* **Exercise**:
Can you give the lines of the listing, from the line containing "Where can you see the stone" up to and including the last line of the listing, as a numbered list with any blank lines left out?

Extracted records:
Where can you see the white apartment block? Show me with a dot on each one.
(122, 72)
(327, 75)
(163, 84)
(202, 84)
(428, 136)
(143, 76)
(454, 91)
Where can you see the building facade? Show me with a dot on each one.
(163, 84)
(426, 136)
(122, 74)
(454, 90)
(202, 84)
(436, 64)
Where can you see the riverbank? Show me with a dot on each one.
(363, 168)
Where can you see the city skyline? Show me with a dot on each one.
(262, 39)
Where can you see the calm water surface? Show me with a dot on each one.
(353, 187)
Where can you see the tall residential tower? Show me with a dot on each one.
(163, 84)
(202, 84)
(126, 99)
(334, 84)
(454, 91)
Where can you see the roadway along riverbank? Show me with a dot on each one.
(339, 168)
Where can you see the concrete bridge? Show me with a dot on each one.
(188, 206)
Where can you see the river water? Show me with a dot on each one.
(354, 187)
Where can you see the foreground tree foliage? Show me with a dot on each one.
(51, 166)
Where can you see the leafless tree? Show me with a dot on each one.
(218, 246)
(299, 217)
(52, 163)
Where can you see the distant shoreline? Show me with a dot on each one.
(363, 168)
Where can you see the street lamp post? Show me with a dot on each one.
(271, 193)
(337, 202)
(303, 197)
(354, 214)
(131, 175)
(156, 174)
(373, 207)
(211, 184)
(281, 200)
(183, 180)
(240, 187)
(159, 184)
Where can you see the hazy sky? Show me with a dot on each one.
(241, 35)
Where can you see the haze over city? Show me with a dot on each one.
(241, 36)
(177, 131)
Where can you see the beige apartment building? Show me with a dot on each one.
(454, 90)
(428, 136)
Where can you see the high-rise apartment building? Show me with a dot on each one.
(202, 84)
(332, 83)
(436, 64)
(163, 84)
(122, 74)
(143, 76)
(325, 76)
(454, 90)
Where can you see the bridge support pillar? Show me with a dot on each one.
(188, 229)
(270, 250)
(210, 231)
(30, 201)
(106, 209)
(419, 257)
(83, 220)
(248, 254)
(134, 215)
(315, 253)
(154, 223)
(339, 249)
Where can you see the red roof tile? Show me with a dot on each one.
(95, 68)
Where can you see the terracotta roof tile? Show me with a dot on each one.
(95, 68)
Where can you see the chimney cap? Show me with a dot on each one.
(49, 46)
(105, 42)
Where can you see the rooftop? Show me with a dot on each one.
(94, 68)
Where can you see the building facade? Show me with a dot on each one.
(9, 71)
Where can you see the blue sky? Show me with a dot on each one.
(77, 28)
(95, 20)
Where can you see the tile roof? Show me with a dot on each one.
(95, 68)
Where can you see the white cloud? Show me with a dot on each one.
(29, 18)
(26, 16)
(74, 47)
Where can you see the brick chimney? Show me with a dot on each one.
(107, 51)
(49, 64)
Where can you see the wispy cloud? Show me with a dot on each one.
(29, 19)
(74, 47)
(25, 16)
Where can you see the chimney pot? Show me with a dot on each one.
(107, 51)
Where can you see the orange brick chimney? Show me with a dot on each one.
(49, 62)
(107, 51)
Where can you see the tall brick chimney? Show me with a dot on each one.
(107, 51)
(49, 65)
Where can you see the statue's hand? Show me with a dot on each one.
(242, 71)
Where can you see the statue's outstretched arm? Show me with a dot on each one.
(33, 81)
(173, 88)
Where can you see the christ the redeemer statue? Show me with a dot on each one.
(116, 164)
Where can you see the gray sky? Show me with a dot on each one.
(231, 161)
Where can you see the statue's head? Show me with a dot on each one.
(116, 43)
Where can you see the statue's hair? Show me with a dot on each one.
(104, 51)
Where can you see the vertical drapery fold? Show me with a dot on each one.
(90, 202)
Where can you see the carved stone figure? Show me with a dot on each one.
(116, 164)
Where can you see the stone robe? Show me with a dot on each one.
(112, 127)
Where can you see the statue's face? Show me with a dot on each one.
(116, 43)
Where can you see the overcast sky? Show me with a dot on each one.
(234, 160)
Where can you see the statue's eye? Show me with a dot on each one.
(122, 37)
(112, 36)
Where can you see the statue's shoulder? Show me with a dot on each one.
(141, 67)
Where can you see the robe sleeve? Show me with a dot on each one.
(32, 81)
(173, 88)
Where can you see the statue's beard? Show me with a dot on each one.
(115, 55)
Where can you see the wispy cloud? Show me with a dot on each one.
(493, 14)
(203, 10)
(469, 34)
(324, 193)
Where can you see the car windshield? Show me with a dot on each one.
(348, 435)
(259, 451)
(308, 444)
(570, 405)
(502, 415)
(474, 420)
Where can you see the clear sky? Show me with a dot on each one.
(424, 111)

* **Answer to this problem**:
1. Where can you see the stone robe? Show me with a dot on each one.
2. (112, 127)
3. Where can you see the statue's face? Show me with a dot on each one.
4. (116, 43)
5. Where can you see the overcast sky? Show me with a dot on each one.
6. (234, 160)
7. Where can you see the statue's eye? Show me with a dot on each one.
8. (122, 37)
9. (112, 36)
10. Where can you see the statue's shoulder? Show me with a dot on each one.
11. (141, 67)
12. Where can you see the robe sleeve? Show me with a dot on each one.
13. (32, 81)
14. (173, 88)
15. Where can you see the statue's beard? Show me with a dot on each one.
16. (115, 55)
17. Where can you see the wispy cloud? Show me with a dot on each one.
18. (493, 14)
19. (203, 10)
20. (469, 34)
21. (324, 193)
22. Where can you see the car windshield? Show me with a dot on each one.
23. (348, 435)
24. (259, 451)
25. (308, 444)
26. (570, 405)
27. (502, 415)
28. (474, 420)
29. Where can you see the clear sky? Show me with a dot on each one.
30. (424, 111)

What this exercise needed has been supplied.